== Assignment ==
Give again, word for word, every line in the entries below from the line with "the sea water" up to and including the line with "[(18, 246)]", and no other line.

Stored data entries
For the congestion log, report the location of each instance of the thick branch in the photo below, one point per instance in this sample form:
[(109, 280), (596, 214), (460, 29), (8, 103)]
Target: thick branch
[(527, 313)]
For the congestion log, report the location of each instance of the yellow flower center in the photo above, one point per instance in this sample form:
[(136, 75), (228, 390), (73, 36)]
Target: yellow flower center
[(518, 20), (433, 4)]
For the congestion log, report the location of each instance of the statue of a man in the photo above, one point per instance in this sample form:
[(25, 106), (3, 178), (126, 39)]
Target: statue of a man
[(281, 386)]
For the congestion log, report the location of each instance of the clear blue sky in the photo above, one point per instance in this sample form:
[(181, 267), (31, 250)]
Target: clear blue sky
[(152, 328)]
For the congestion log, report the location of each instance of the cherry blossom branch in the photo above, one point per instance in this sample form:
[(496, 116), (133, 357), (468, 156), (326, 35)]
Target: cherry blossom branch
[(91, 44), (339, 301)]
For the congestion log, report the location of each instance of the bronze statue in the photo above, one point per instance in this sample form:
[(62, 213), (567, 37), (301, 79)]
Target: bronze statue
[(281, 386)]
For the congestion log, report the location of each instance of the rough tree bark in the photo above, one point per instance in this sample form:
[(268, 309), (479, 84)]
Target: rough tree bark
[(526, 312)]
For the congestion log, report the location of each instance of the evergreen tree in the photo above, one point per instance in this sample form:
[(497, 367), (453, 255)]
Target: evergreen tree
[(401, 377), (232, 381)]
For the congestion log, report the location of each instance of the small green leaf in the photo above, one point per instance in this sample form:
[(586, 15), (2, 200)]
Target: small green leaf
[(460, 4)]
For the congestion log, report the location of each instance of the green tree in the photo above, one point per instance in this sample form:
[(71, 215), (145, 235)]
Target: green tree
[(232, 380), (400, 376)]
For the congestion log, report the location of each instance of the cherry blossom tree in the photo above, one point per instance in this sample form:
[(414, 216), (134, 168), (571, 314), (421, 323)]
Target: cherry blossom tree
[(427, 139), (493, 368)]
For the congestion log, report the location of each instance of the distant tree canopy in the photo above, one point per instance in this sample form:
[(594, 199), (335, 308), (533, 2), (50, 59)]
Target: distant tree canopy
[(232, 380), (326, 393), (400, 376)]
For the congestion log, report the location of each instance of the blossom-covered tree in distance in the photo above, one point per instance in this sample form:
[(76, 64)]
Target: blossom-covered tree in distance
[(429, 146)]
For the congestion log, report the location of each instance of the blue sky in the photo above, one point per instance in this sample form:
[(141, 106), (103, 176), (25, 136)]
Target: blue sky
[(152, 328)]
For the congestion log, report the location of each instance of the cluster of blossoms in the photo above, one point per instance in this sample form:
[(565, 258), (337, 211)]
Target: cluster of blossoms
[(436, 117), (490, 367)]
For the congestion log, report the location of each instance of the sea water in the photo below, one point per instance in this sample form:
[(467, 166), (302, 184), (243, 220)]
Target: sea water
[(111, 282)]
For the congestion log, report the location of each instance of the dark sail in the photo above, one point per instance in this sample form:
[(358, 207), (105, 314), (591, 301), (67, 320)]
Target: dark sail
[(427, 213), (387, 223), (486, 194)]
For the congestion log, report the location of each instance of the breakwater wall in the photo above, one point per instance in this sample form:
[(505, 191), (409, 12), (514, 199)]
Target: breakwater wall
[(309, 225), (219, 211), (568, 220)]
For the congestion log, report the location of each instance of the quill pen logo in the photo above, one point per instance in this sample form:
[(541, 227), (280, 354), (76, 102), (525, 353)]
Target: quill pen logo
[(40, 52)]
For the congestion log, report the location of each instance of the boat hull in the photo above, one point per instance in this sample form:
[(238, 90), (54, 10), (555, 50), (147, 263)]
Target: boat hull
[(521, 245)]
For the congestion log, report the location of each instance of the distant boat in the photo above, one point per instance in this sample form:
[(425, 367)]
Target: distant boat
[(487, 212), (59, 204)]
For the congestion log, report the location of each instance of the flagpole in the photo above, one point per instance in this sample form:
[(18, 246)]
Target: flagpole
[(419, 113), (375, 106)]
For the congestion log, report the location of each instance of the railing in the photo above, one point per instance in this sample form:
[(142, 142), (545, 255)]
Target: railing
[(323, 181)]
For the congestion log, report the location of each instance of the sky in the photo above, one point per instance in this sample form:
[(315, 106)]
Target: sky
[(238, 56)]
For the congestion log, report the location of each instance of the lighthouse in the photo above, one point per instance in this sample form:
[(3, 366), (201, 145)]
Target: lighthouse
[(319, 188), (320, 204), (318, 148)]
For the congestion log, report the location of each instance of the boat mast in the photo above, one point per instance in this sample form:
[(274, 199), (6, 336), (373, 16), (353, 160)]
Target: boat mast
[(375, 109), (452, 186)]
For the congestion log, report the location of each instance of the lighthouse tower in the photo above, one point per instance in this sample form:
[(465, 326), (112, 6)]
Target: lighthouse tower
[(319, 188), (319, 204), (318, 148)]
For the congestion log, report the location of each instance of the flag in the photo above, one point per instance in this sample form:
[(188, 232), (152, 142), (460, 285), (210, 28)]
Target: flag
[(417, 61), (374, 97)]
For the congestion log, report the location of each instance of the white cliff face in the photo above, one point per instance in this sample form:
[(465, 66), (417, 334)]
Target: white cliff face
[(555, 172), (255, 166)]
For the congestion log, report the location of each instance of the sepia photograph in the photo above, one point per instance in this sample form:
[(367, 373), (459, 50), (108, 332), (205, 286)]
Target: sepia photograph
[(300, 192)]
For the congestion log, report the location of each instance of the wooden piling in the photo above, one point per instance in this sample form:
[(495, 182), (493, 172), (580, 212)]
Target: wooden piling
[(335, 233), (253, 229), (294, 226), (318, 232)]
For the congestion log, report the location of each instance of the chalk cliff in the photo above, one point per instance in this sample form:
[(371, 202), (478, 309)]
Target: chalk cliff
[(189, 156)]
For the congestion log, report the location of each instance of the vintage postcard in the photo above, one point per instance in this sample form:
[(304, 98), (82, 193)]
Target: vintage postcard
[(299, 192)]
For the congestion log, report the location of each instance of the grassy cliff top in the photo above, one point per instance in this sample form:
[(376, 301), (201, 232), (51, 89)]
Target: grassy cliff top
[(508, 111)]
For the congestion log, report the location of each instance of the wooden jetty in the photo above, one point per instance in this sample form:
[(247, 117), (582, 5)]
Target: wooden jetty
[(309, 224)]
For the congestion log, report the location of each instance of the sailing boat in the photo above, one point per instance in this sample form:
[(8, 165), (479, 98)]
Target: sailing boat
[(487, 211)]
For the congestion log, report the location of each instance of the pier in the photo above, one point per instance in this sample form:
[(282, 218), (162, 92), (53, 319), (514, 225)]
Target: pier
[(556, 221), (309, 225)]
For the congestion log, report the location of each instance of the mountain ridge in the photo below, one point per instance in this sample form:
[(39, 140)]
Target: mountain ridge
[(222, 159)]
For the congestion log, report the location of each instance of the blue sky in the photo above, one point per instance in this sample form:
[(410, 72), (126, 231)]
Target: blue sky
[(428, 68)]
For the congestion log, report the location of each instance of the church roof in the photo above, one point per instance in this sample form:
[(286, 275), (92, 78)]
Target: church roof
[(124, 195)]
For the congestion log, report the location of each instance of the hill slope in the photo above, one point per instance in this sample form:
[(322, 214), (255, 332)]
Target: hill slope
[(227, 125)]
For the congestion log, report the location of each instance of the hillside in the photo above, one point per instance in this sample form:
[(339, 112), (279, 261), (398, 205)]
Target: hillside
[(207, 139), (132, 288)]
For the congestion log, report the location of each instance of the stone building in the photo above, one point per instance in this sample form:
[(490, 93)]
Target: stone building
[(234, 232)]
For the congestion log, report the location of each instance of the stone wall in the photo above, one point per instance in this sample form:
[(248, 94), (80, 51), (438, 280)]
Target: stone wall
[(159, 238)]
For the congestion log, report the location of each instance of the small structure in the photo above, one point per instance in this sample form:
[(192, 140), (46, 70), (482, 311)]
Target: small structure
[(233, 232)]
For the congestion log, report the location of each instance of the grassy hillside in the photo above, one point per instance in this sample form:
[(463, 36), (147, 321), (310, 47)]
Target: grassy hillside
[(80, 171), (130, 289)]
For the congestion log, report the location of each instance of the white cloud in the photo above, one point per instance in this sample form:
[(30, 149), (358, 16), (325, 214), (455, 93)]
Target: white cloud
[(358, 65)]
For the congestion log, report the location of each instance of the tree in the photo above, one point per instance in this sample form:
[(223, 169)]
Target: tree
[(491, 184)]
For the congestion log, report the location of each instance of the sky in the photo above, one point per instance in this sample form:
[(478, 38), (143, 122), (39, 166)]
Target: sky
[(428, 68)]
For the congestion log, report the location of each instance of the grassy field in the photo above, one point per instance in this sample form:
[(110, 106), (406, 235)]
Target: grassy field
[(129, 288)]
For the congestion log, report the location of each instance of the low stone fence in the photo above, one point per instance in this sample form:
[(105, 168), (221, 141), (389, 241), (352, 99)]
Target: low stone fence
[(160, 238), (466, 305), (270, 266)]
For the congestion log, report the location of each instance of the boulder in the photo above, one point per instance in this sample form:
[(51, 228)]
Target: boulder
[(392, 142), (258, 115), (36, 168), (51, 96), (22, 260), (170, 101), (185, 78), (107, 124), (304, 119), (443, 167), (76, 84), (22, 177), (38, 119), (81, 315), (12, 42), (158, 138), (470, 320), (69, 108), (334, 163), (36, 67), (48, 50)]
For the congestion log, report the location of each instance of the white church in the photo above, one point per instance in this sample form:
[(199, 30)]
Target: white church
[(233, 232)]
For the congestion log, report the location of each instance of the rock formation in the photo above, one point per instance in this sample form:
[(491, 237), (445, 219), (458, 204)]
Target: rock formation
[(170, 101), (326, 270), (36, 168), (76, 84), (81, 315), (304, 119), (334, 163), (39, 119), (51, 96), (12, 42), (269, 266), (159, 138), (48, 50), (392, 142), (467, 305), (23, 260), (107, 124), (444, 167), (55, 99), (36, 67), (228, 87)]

== Answer box ==
For the congestion log, report the location of each instance of the sea water in the photo below, one point per instance in this sample form:
[(467, 166), (302, 184), (243, 220)]
Target: sea water
[(111, 282)]
For the congestion log, report the location of each instance of the dark sail in the photo above, one point per instance in this sample form:
[(358, 207), (105, 314), (591, 301), (67, 320)]
Target: dark sail
[(427, 213), (387, 223), (486, 194)]
For the congestion log, report the location of each instance of the breakwater wall in the photo above, one point per instance in this sample form:
[(505, 191), (409, 12), (514, 199)]
Target: breakwater wall
[(309, 225), (219, 211), (568, 220)]
For the congestion log, report the location of each instance of the quill pen logo in the photo above, one point per instance in this sample form:
[(541, 227), (280, 354), (76, 102), (525, 353)]
Target: quill pen logo
[(40, 52)]
For the congestion log, report the location of each instance of the boat hull in the photo above, one point per instance in this sample form:
[(238, 90), (54, 10), (555, 50), (147, 263)]
Target: boat hull
[(521, 245)]
For the congestion log, report the location of each instance of the distant boat in the photo above, one point per instance in this sample form:
[(425, 367)]
Target: distant boat
[(487, 212), (59, 204)]
For the congestion log, report the location of each instance of the flagpole in the photo above, one point per instance in this sample form:
[(18, 246)]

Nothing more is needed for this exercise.